-- BEGIN --

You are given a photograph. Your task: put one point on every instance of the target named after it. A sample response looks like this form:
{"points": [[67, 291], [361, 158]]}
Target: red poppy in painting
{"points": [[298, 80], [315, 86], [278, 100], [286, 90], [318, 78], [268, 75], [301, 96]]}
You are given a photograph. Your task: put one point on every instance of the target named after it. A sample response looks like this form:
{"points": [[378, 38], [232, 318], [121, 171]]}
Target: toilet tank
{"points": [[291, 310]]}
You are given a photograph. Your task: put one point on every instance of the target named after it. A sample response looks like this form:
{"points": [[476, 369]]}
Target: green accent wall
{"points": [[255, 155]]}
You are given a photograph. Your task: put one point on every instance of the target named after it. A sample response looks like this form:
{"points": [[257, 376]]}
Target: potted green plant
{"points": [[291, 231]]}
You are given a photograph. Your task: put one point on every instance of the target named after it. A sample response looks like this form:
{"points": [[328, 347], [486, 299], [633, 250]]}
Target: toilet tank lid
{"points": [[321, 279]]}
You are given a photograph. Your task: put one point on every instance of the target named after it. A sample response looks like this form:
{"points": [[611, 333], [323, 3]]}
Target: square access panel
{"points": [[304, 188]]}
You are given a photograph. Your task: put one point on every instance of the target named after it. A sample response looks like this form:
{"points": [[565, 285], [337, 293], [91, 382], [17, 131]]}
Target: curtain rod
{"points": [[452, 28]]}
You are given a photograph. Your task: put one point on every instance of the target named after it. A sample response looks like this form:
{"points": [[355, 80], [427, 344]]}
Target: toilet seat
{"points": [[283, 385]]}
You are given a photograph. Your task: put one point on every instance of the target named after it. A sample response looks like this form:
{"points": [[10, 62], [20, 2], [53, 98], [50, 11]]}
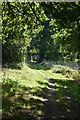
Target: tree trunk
{"points": [[78, 41]]}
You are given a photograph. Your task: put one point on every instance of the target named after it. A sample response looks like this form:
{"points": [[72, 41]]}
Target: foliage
{"points": [[21, 92]]}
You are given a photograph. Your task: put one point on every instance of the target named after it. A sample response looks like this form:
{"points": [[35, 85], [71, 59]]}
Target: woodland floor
{"points": [[53, 110], [39, 94]]}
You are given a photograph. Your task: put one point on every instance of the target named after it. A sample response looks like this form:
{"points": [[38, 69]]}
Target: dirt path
{"points": [[53, 110]]}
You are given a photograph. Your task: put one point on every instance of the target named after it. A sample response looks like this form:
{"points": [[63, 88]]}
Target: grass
{"points": [[22, 89]]}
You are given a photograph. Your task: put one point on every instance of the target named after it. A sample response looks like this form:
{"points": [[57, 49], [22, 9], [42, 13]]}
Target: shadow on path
{"points": [[59, 103]]}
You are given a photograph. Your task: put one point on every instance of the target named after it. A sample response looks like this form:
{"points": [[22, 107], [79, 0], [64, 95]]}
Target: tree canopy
{"points": [[51, 30]]}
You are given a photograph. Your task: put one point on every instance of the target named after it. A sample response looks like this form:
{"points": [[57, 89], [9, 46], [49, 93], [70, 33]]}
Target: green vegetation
{"points": [[23, 92], [40, 37]]}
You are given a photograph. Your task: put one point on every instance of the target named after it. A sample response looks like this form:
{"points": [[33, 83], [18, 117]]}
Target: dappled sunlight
{"points": [[23, 94]]}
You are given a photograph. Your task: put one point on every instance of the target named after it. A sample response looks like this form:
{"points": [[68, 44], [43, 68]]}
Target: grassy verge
{"points": [[23, 92]]}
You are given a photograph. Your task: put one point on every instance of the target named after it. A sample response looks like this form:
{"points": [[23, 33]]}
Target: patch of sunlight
{"points": [[65, 86], [37, 98], [50, 74], [40, 112]]}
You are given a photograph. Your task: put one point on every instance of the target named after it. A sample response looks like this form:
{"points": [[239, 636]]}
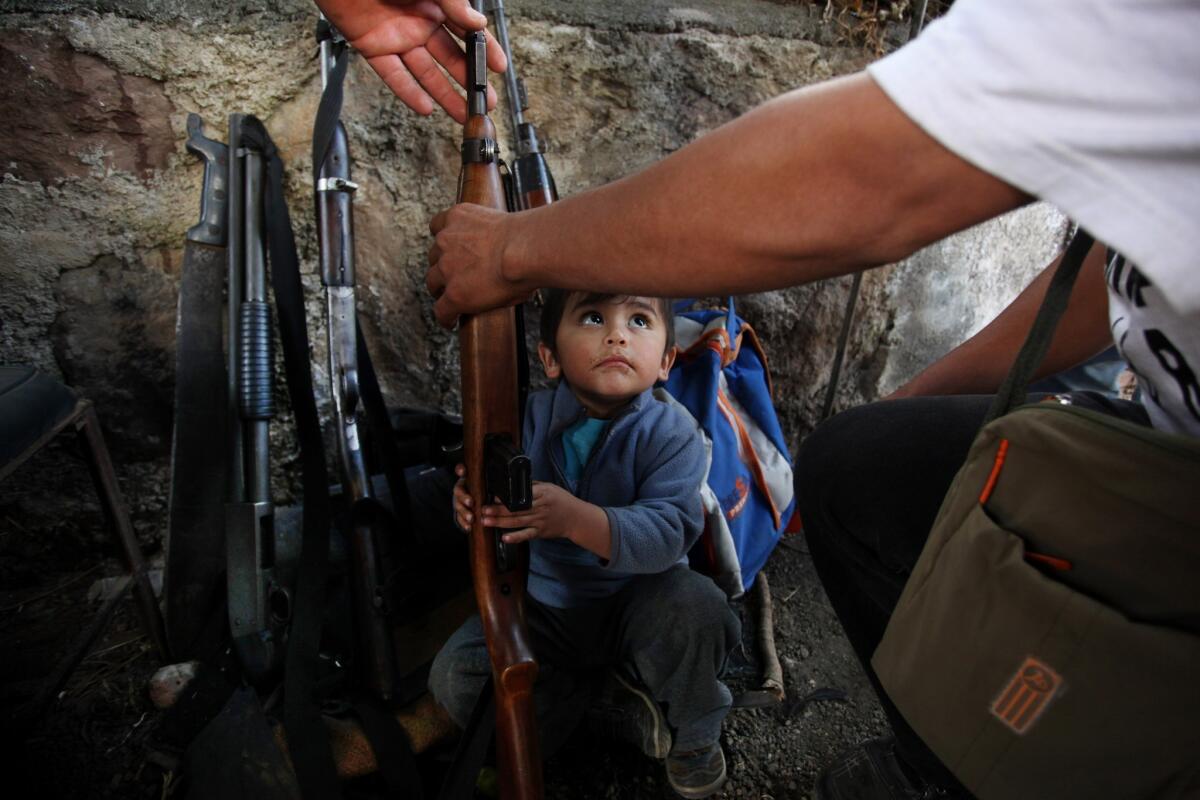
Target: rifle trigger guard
{"points": [[479, 151]]}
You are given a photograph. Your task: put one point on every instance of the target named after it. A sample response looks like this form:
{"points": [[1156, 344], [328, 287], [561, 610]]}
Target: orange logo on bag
{"points": [[739, 495], [1026, 696]]}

-- END --

Pull out each line of the data above that contains the word "toilet".

Output below:
Target: toilet tank
Target: toilet tank lid
Target: toilet seat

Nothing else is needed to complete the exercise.